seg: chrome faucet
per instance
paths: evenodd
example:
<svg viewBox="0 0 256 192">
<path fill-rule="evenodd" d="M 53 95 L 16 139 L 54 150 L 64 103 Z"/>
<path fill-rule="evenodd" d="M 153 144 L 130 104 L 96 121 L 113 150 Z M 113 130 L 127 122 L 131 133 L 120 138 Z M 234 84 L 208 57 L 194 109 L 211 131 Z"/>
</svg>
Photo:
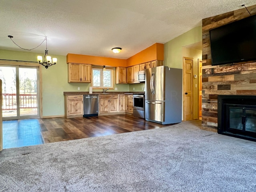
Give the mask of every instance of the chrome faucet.
<svg viewBox="0 0 256 192">
<path fill-rule="evenodd" d="M 108 90 L 109 90 L 109 89 L 108 88 L 107 89 L 106 89 L 106 90 L 105 90 L 104 89 L 104 88 L 103 88 L 103 93 L 105 93 L 105 92 L 106 92 L 106 91 L 107 91 Z"/>
</svg>

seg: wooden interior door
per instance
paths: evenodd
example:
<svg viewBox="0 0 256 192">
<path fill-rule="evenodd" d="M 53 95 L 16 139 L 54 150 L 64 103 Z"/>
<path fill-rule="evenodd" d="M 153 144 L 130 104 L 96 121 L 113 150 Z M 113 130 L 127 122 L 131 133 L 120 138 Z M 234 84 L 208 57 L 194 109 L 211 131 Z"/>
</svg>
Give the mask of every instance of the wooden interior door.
- - - -
**Required work**
Print every line of the records above verbatim, leaving out the pictures.

**The completed task**
seg: chrome faucet
per instance
paths: evenodd
example:
<svg viewBox="0 0 256 192">
<path fill-rule="evenodd" d="M 53 95 L 16 139 L 54 150 L 64 103 Z"/>
<path fill-rule="evenodd" d="M 153 144 L 130 104 L 96 121 L 113 150 Z M 113 130 L 127 122 L 131 133 L 120 138 Z M 234 84 L 208 57 L 194 109 L 211 131 Z"/>
</svg>
Photo:
Give the mask of every instance of the chrome faucet.
<svg viewBox="0 0 256 192">
<path fill-rule="evenodd" d="M 108 90 L 109 90 L 109 89 L 108 88 L 107 89 L 106 89 L 106 90 L 105 90 L 104 89 L 104 88 L 103 88 L 103 93 L 105 93 L 105 92 L 106 92 L 106 91 L 107 91 Z"/>
</svg>

seg: wooden interior door
per instance
paths: evenodd
example:
<svg viewBox="0 0 256 192">
<path fill-rule="evenodd" d="M 53 95 L 16 139 L 54 150 L 64 103 Z"/>
<path fill-rule="evenodd" d="M 153 144 L 130 104 L 96 121 L 113 150 Z M 113 130 L 127 122 L 131 133 L 120 138 Z M 234 84 L 208 57 L 194 109 L 211 131 Z"/>
</svg>
Give the mask of every instance of the wooden interior door.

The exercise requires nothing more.